_Your task_. Copy out the records from the line with "Box the white coiled electrical cable." up to and including the line with "[[42, 0, 110, 40]]", without changing anything.

+ + +

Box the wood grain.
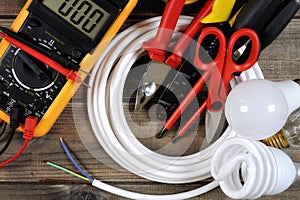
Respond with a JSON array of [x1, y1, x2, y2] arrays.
[[0, 0, 300, 200]]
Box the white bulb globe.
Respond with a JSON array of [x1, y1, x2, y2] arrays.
[[225, 79, 289, 140]]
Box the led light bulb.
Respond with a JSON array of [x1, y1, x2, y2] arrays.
[[263, 108, 300, 148], [225, 79, 300, 140]]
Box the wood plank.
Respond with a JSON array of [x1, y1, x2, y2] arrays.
[[0, 0, 300, 200]]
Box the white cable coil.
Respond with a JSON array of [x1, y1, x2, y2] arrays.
[[87, 16, 263, 199], [211, 137, 297, 199]]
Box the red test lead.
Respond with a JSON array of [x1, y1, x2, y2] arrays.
[[0, 32, 81, 83]]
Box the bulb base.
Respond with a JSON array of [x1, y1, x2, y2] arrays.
[[263, 130, 289, 149]]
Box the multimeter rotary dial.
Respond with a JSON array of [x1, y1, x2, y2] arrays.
[[12, 49, 58, 91]]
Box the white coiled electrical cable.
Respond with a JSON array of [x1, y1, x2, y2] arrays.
[[87, 16, 263, 199]]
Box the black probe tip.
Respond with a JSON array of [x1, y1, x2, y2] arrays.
[[156, 127, 168, 139]]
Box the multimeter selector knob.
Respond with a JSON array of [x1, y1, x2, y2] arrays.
[[0, 93, 8, 107], [13, 51, 57, 89], [27, 18, 41, 27]]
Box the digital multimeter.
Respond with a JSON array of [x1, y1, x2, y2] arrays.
[[0, 0, 137, 137]]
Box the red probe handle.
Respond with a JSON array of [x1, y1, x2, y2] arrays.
[[166, 0, 214, 69], [0, 32, 81, 83], [143, 0, 185, 62]]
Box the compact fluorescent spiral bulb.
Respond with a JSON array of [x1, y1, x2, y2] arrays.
[[211, 137, 300, 199], [225, 79, 300, 140]]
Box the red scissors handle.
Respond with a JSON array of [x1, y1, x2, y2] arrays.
[[194, 27, 226, 110], [222, 28, 260, 88]]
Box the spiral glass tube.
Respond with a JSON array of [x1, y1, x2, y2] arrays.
[[211, 137, 298, 199]]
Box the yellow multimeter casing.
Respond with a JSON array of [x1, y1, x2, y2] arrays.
[[0, 0, 137, 137]]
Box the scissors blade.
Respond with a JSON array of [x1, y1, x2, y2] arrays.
[[135, 60, 172, 110], [205, 110, 226, 144]]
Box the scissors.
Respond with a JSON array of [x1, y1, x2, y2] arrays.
[[156, 27, 260, 141], [135, 0, 236, 110]]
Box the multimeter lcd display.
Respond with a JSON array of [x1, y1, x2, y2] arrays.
[[42, 0, 110, 40]]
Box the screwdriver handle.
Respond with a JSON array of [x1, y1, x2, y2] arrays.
[[166, 0, 214, 69], [143, 0, 185, 62]]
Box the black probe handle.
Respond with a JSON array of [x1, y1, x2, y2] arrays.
[[232, 0, 284, 33], [0, 27, 80, 71], [260, 0, 300, 50]]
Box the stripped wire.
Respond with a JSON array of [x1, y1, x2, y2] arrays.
[[47, 161, 90, 182], [60, 138, 94, 182]]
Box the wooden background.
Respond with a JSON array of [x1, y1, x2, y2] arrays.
[[0, 0, 300, 200]]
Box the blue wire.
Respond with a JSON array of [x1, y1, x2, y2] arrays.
[[60, 139, 94, 182]]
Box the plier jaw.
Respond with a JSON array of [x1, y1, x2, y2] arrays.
[[135, 61, 172, 110]]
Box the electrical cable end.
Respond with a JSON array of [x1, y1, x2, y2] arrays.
[[172, 133, 181, 144], [155, 127, 168, 139]]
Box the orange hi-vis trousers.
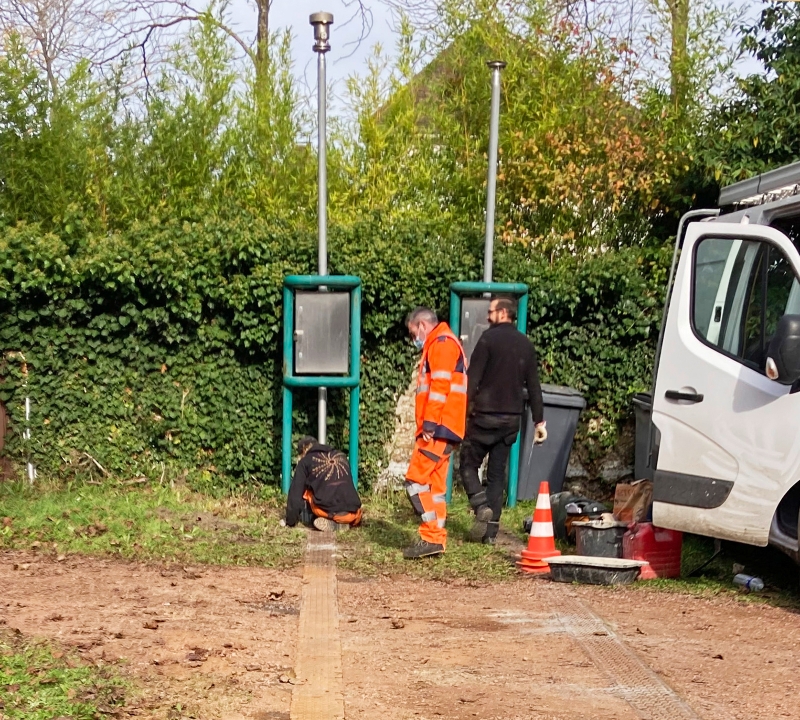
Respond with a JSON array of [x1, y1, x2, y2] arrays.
[[405, 438, 453, 548], [303, 490, 361, 527]]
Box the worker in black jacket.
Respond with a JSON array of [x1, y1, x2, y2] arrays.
[[286, 436, 361, 531], [461, 297, 547, 544]]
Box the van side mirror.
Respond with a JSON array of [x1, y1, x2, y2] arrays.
[[767, 315, 800, 385]]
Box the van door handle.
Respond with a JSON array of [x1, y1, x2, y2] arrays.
[[664, 390, 703, 402]]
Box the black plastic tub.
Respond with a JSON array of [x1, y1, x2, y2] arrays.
[[572, 520, 628, 558], [546, 555, 646, 585]]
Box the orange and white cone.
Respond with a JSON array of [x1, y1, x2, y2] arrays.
[[517, 480, 561, 573]]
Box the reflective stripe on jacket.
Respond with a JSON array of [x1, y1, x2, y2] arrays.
[[416, 322, 467, 443]]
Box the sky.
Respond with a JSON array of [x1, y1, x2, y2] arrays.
[[223, 0, 763, 113], [230, 0, 396, 106]]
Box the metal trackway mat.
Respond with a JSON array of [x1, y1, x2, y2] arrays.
[[291, 532, 344, 720], [543, 587, 700, 720]]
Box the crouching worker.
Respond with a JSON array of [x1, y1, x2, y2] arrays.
[[286, 436, 361, 532]]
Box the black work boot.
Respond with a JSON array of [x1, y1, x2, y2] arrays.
[[481, 522, 500, 545], [467, 505, 494, 542], [403, 540, 444, 560]]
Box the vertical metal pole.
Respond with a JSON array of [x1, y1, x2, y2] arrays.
[[349, 285, 361, 488], [281, 385, 292, 495], [22, 394, 36, 485], [308, 12, 333, 445], [483, 60, 506, 282]]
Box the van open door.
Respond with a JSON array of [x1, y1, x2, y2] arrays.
[[653, 222, 800, 549]]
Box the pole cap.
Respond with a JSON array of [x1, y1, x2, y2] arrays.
[[308, 12, 333, 53]]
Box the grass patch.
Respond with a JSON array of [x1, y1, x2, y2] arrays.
[[0, 631, 125, 720], [338, 491, 522, 580], [0, 482, 304, 567]]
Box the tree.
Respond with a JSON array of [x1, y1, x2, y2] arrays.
[[705, 2, 800, 182]]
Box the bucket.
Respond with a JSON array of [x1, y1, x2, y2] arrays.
[[572, 520, 628, 558], [622, 522, 683, 580]]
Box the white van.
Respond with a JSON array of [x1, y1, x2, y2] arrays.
[[651, 163, 800, 562]]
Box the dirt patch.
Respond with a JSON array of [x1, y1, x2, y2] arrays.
[[339, 579, 637, 720], [0, 553, 300, 720], [0, 552, 800, 720], [578, 587, 800, 720]]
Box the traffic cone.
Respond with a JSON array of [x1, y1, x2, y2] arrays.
[[517, 480, 561, 573]]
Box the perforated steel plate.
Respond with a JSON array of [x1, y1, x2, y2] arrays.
[[291, 532, 344, 720]]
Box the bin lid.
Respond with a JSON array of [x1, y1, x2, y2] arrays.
[[542, 383, 586, 410]]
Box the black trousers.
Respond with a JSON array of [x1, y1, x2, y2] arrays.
[[461, 414, 521, 522]]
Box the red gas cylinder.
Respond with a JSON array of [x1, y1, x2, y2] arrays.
[[622, 523, 683, 580]]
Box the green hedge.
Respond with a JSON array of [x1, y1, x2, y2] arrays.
[[0, 217, 667, 486]]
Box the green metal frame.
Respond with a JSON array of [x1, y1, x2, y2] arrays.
[[447, 282, 528, 507], [281, 275, 361, 493]]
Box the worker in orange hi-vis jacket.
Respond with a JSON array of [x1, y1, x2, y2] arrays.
[[403, 307, 467, 559]]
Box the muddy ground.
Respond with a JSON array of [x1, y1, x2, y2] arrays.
[[0, 552, 800, 720]]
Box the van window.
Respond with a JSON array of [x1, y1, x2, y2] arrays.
[[692, 238, 800, 372]]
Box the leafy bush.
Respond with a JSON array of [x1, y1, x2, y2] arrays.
[[0, 216, 666, 486]]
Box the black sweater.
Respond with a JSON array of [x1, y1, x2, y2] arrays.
[[467, 323, 544, 423], [286, 445, 361, 527]]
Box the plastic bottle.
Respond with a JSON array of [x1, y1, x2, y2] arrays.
[[733, 573, 764, 592]]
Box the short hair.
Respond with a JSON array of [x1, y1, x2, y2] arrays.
[[297, 435, 318, 455], [492, 295, 517, 321], [406, 307, 439, 327]]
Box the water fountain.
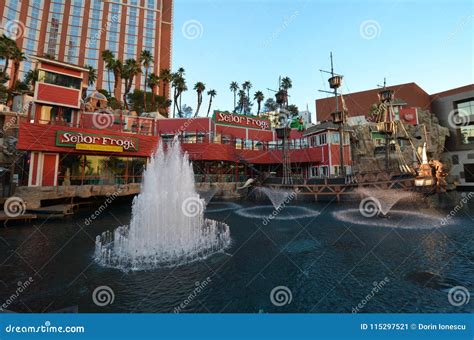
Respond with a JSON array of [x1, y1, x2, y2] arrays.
[[355, 188, 420, 217], [333, 188, 450, 229], [254, 187, 296, 209], [95, 140, 230, 270], [198, 188, 221, 206]]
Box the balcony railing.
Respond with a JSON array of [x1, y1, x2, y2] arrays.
[[28, 112, 157, 136]]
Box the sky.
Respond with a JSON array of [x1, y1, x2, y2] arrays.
[[172, 0, 474, 119]]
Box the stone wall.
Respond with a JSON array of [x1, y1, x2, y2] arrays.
[[15, 183, 140, 209], [351, 109, 449, 173]]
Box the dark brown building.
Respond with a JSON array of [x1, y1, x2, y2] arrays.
[[316, 83, 431, 121]]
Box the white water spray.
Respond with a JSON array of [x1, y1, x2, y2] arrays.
[[95, 140, 230, 270]]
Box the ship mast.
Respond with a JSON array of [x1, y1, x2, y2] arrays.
[[319, 52, 346, 177]]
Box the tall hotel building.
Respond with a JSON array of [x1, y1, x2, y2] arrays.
[[0, 0, 173, 97]]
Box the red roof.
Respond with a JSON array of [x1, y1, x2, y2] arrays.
[[316, 83, 431, 121]]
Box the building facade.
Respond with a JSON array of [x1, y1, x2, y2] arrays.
[[431, 84, 474, 190], [0, 0, 173, 95]]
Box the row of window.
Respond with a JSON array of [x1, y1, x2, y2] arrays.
[[309, 165, 351, 178], [38, 70, 82, 90]]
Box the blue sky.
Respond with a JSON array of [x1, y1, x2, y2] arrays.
[[173, 0, 474, 121]]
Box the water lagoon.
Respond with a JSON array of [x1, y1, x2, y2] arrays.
[[0, 197, 474, 313]]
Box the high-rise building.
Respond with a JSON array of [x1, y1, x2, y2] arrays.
[[0, 0, 173, 99]]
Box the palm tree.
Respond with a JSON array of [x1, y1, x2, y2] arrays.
[[23, 70, 39, 89], [253, 91, 265, 116], [84, 65, 97, 86], [111, 59, 124, 101], [194, 81, 206, 117], [207, 90, 217, 117], [102, 50, 115, 93], [140, 50, 153, 111], [239, 90, 245, 113], [0, 34, 18, 74], [229, 81, 239, 112], [148, 72, 160, 108], [281, 77, 293, 106], [171, 67, 187, 117], [122, 59, 142, 110], [160, 68, 173, 98], [242, 80, 252, 114], [178, 78, 188, 115], [11, 44, 26, 86]]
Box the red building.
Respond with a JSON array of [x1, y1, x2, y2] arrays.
[[17, 58, 351, 186], [17, 57, 158, 186], [316, 83, 432, 121]]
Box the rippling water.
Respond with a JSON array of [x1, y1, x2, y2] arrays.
[[0, 202, 474, 313]]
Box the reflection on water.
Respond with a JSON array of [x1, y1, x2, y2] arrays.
[[0, 202, 474, 313]]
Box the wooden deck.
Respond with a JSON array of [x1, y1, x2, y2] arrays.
[[0, 210, 38, 226], [31, 204, 79, 217], [264, 178, 414, 201]]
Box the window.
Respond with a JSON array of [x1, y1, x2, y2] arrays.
[[464, 164, 474, 183], [451, 155, 459, 165], [458, 125, 474, 145], [317, 133, 327, 145], [319, 166, 329, 177], [456, 100, 474, 117], [39, 70, 82, 90]]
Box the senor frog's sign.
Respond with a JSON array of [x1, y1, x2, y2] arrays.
[[214, 111, 270, 130], [56, 131, 138, 152]]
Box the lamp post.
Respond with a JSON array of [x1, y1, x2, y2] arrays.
[[319, 52, 346, 177], [378, 86, 395, 170]]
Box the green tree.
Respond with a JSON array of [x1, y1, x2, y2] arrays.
[[229, 81, 239, 112], [122, 59, 141, 110], [287, 104, 300, 117], [0, 34, 18, 74], [140, 50, 153, 111], [242, 80, 252, 114], [280, 77, 293, 106], [194, 81, 206, 117], [253, 91, 265, 116], [148, 72, 160, 107], [160, 68, 173, 97], [101, 50, 115, 93], [264, 98, 278, 112], [23, 70, 39, 90], [84, 65, 97, 86], [207, 90, 217, 117]]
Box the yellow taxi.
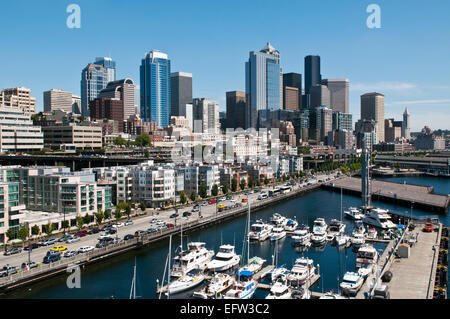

+ + +

_In response_.
Box the white coiled electrical cable.
Respond with a JSON array of [x1, y1, x2, y2] arrays.
[[87, 16, 263, 199]]
Box the black probe tip.
Respond with a JSON array of [x1, y1, x2, y2] arrays.
[[156, 127, 168, 139]]
Box the multimeter selector knob.
Respond with a JSON array of [x1, y1, x2, y2] arrays.
[[0, 93, 8, 107], [13, 51, 57, 89], [27, 18, 41, 27]]
Box the digital multimeter.
Respond with a JSON array of [x1, y1, x2, y2] arrays.
[[0, 0, 137, 137]]
Box the red probe handle.
Respond with a JSON array of [x1, y1, x2, y2] arrays.
[[166, 0, 214, 69], [0, 32, 81, 83], [143, 0, 185, 62]]
Box the compact fluorescent spiral bulb.
Respond with a JSON array of [x1, y1, x2, y2] arrays.
[[211, 137, 300, 199], [225, 79, 300, 140]]
Box the red scissors handle.
Respond with a JSON array of [x1, y1, x2, y2] arrays.
[[194, 27, 226, 110], [222, 28, 260, 88]]
Box the spiral glass tube.
Respond with a JSON array of [x1, y1, x2, y2] arrays.
[[211, 137, 298, 199]]
Box the yellow multimeter casing.
Respond with a JSON array of [x1, y1, x2, y2] arrays.
[[0, 0, 137, 137]]
Box the scissors blade.
Respond with a JSON array of [x1, y1, x2, y2] arrays.
[[135, 60, 172, 110], [205, 110, 226, 144]]
Box the scissors.
Respond with a JSON array of [x1, y1, x2, y2] arrays.
[[156, 27, 260, 141], [135, 0, 236, 110]]
Box the multimeter lcd display.
Respond with a JSON array of [x1, y1, x2, y2] arrays.
[[42, 0, 110, 40]]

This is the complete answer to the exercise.